- [Extracted data entries]
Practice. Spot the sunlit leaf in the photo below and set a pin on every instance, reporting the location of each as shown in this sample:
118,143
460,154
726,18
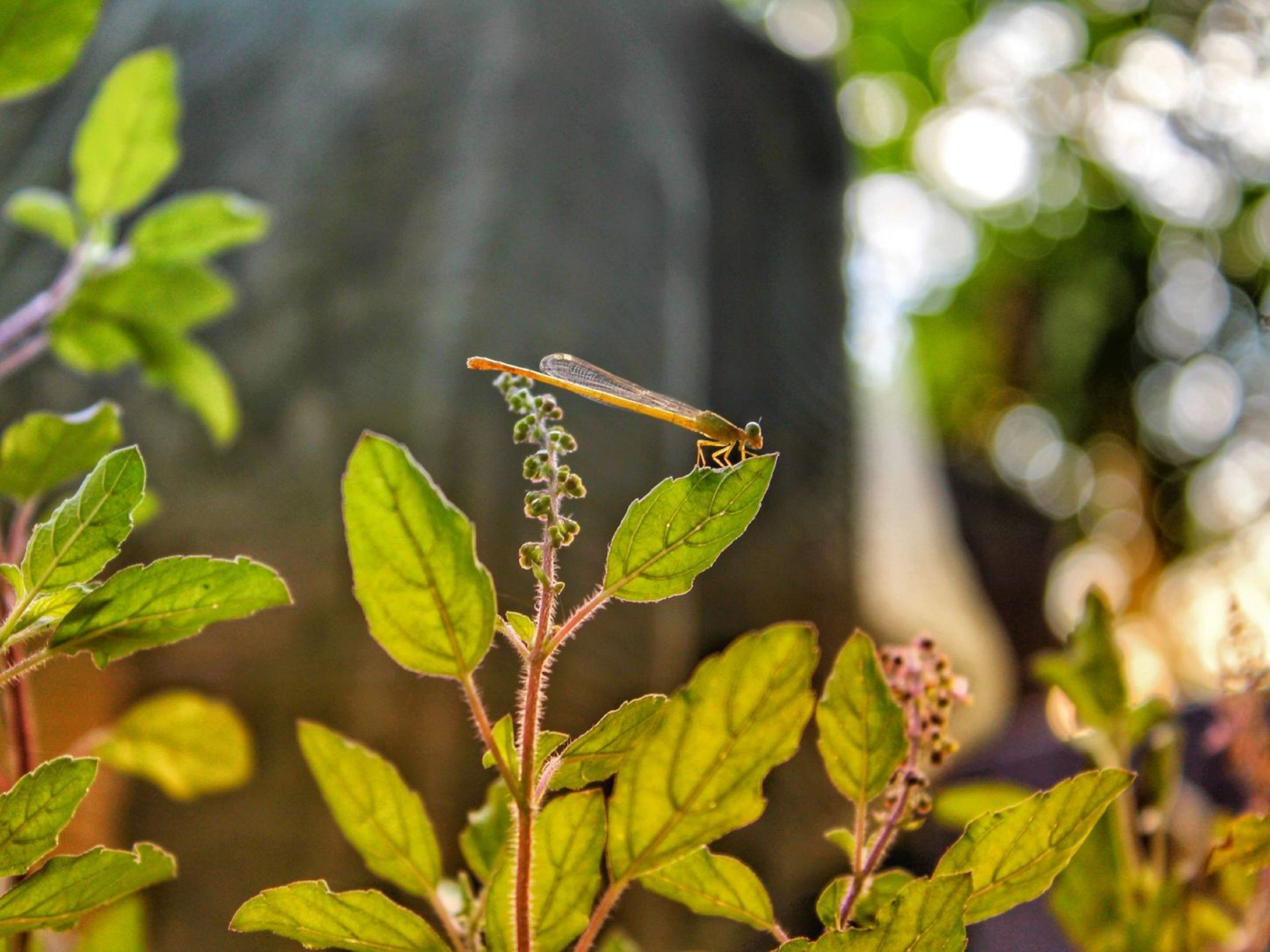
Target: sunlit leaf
378,813
487,832
40,41
710,884
196,379
42,451
117,928
148,606
70,887
861,725
87,530
187,744
679,530
429,601
698,774
360,921
1014,855
37,808
956,804
44,212
597,754
568,848
127,144
197,225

- [WHAT THE EXERCISE ASKS] Switch "sunlit leaf" to "shaded leaf" everywhere in the lines above, keeping everything else the same, and leave the pictures out of your answer.

- [RESULT BELOW]
Practice. Spot the shaded leaf in the photo below and set a pin on every instance, reporting the location of each as shown in this sample:
118,143
460,154
726,18
Target: shaded leaf
378,813
487,832
40,41
710,884
196,379
42,451
117,928
148,606
70,887
861,725
87,530
187,744
679,530
429,601
698,774
360,921
1014,855
37,808
956,804
44,212
597,754
568,848
127,144
197,225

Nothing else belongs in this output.